__Your task__:
Copy out only those lines running from the line with "of the blurred" to the end of the listing, keeping each one exactly as it is.

(Object point labels)
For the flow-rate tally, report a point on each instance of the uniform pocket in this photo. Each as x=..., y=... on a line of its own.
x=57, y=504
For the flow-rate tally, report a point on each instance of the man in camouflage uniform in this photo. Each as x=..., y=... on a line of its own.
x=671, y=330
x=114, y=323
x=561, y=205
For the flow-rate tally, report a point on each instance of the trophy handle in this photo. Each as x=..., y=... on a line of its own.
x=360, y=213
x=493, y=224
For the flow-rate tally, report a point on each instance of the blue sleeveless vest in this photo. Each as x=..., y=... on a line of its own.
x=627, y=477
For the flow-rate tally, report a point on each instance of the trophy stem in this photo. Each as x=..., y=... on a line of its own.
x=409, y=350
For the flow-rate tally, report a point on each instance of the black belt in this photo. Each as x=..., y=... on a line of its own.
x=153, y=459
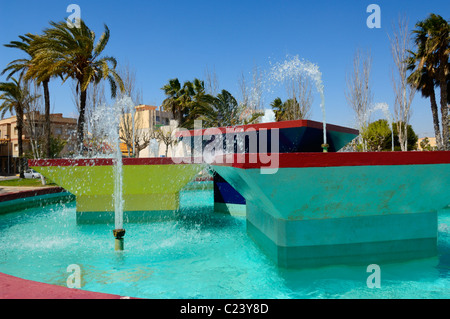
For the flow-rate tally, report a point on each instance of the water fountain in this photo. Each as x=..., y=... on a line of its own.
x=292, y=68
x=312, y=209
x=111, y=189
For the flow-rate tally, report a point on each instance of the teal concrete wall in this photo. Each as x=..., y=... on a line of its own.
x=318, y=216
x=350, y=240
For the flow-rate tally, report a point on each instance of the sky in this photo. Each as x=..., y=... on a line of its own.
x=162, y=40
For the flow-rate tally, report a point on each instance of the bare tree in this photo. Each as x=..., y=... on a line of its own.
x=166, y=136
x=128, y=76
x=403, y=92
x=358, y=92
x=211, y=82
x=300, y=98
x=135, y=139
x=34, y=121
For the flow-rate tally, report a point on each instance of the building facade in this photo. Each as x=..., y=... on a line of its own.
x=33, y=130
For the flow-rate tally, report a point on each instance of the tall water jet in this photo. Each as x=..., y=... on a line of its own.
x=105, y=126
x=293, y=67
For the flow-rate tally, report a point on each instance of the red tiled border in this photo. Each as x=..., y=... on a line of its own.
x=17, y=288
x=293, y=160
x=109, y=161
x=30, y=193
x=268, y=126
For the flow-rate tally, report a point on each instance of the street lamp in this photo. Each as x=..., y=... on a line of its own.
x=7, y=146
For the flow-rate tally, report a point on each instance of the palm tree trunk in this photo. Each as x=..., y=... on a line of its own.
x=19, y=112
x=47, y=118
x=434, y=111
x=444, y=107
x=81, y=119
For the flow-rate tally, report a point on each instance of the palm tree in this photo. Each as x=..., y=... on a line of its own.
x=432, y=38
x=15, y=97
x=182, y=99
x=172, y=102
x=73, y=53
x=22, y=65
x=222, y=110
x=423, y=80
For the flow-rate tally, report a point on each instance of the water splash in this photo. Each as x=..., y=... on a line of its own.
x=291, y=69
x=104, y=142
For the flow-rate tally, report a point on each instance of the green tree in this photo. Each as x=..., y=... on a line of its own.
x=377, y=135
x=412, y=139
x=278, y=108
x=14, y=97
x=288, y=110
x=73, y=53
x=223, y=110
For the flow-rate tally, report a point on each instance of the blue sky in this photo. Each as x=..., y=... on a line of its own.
x=167, y=39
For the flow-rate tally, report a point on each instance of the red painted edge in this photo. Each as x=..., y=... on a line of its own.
x=110, y=161
x=17, y=288
x=271, y=125
x=293, y=160
x=30, y=193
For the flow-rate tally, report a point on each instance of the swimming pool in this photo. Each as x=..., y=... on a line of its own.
x=200, y=254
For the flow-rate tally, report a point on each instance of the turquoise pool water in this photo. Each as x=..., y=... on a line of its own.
x=198, y=255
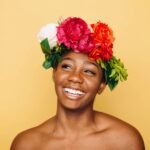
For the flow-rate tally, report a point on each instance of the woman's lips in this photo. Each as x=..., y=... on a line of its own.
x=73, y=94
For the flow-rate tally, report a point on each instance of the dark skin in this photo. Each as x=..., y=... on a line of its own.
x=76, y=126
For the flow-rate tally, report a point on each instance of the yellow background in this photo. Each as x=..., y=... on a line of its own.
x=27, y=96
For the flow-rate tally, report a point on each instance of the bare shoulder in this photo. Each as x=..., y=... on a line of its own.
x=120, y=133
x=32, y=138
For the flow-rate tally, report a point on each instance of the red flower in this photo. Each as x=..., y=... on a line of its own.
x=75, y=34
x=103, y=40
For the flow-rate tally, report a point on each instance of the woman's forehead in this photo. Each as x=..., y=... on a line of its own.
x=79, y=58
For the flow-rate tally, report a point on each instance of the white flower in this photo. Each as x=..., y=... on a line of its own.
x=49, y=31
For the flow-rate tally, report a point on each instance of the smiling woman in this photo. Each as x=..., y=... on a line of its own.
x=83, y=64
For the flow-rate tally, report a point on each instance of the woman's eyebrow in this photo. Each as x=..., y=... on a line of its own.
x=66, y=58
x=92, y=63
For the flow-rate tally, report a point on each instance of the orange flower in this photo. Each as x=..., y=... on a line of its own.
x=103, y=40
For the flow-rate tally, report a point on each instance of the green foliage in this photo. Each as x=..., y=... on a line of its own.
x=114, y=72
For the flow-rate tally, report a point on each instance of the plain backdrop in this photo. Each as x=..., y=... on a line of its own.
x=27, y=96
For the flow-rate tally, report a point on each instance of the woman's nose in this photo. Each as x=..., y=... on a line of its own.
x=76, y=77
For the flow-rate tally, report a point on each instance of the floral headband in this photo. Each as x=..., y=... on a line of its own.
x=73, y=34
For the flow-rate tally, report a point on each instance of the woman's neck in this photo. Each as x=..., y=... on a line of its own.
x=75, y=122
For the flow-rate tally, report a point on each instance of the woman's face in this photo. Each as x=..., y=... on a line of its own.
x=77, y=81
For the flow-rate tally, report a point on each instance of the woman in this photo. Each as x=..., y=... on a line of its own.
x=83, y=64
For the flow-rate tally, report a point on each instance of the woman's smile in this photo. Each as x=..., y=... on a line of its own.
x=77, y=80
x=73, y=94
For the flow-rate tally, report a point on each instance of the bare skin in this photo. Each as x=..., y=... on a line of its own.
x=76, y=126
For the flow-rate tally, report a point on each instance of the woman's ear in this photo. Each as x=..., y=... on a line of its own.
x=101, y=87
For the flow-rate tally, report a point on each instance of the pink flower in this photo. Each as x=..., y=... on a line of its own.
x=75, y=34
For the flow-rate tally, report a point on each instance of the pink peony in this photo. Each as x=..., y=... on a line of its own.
x=75, y=34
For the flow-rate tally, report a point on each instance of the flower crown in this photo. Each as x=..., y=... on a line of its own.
x=73, y=34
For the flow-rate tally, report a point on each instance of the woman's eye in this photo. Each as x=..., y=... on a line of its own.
x=66, y=66
x=90, y=72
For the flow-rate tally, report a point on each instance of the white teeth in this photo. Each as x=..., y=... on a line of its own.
x=73, y=91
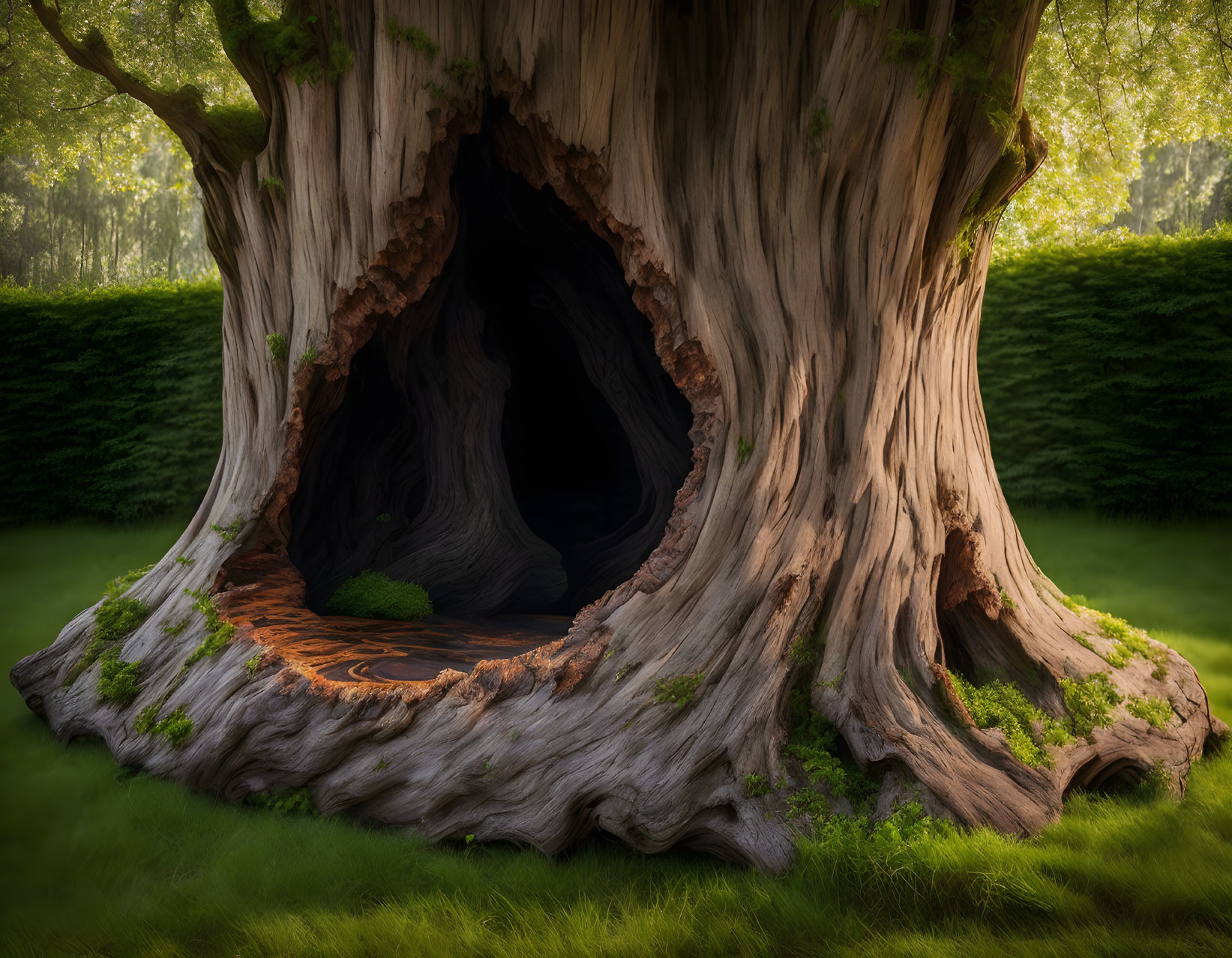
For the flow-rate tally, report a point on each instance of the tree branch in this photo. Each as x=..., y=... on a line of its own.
x=82, y=106
x=182, y=111
x=238, y=31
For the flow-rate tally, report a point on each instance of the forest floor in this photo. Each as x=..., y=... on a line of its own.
x=97, y=862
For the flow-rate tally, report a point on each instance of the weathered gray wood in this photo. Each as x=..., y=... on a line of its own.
x=805, y=295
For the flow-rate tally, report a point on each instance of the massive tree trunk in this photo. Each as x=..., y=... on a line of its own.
x=649, y=346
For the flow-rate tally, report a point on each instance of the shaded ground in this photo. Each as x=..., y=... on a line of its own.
x=99, y=862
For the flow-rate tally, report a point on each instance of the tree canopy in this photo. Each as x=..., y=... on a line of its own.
x=1107, y=78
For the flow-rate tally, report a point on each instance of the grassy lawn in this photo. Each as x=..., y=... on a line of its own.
x=95, y=862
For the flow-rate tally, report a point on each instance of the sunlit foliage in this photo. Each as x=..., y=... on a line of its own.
x=1104, y=80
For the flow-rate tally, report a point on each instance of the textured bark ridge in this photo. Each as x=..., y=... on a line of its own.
x=649, y=346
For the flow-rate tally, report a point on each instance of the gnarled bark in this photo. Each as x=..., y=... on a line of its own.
x=807, y=298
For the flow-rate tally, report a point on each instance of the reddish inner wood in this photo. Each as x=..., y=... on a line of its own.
x=264, y=596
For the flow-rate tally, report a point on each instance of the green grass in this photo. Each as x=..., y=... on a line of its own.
x=99, y=862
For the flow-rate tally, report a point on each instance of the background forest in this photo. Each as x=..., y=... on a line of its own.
x=1105, y=366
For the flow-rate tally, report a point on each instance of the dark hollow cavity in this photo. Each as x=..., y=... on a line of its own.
x=979, y=648
x=511, y=441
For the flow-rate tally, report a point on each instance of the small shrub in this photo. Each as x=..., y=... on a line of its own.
x=375, y=595
x=115, y=620
x=679, y=691
x=1130, y=641
x=1156, y=711
x=814, y=741
x=913, y=47
x=277, y=345
x=1003, y=706
x=117, y=680
x=818, y=122
x=1090, y=702
x=231, y=530
x=341, y=58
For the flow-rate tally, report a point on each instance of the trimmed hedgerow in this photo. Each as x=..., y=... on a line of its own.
x=110, y=400
x=375, y=595
x=1107, y=375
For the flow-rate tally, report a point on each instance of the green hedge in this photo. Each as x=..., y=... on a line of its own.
x=1107, y=375
x=1105, y=370
x=109, y=400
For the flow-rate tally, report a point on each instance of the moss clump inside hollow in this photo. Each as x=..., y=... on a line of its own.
x=375, y=595
x=1002, y=706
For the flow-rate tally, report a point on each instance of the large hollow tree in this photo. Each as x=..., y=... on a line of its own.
x=643, y=335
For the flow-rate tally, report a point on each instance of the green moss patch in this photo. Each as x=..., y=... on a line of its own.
x=287, y=801
x=1090, y=702
x=419, y=40
x=375, y=595
x=118, y=680
x=1156, y=711
x=679, y=691
x=175, y=728
x=115, y=620
x=1003, y=706
x=231, y=530
x=220, y=630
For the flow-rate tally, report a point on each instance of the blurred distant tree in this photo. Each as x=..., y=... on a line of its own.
x=1108, y=79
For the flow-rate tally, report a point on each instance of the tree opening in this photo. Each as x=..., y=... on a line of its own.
x=511, y=441
x=1107, y=777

__Output for this task__:
For the flow-rate tally, report a point on each instance of the blurred distant tree in this photo. Each as x=..., y=... on a line of its own.
x=1108, y=79
For the flow-rate tally, report a point on each instance of the tree opening in this photo. Each as x=..., y=... on a line of its own.
x=511, y=441
x=1107, y=777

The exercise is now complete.